## DATA LISTING
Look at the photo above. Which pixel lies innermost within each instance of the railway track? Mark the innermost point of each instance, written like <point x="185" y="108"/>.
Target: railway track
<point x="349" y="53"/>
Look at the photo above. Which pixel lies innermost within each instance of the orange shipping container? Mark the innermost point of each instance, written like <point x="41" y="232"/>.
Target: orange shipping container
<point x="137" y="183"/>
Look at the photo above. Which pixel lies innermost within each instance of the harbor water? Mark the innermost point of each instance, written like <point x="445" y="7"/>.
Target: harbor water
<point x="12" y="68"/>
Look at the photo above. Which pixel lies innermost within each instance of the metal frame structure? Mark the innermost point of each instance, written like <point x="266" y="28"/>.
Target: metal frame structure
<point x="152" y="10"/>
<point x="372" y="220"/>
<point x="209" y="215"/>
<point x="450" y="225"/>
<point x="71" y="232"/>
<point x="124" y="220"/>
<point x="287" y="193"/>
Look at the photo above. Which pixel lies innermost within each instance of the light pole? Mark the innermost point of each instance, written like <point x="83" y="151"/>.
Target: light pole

## PROBLEM TO WORK ON
Rewrite all of the records above, putting "central point" wherever "innermost point" appears and leaving everything else as it is.

## EXPECTED ANSWER
Look at the photo above. Which pixel lies innermost within each instance of the railway track? Mark the central point of each instance, written like <point x="185" y="108"/>.
Target: railway track
<point x="349" y="53"/>
Look at the photo above. Which pixel lies innermost within each instance of the orange shipping container? Mark the central point of each instance, written like <point x="41" y="232"/>.
Target: orange shipping container
<point x="137" y="183"/>
Look at the photo above. Which pixel lies innermost within each instance of the harbor water? Mark the central point of each instance, written like <point x="445" y="7"/>.
Target: harbor water
<point x="12" y="68"/>
Look at the photo above. Which pixel lies innermost within each instance of the metal frame structure? Mark the central point of each instance, written like <point x="266" y="28"/>.
Target: metal frame structure
<point x="152" y="10"/>
<point x="372" y="220"/>
<point x="209" y="215"/>
<point x="450" y="225"/>
<point x="71" y="232"/>
<point x="124" y="220"/>
<point x="287" y="193"/>
Look at the photo above. Which pixel lies innermost within each instance of the light pole? Mark the central point of each instance, written like <point x="83" y="151"/>.
Target: light pole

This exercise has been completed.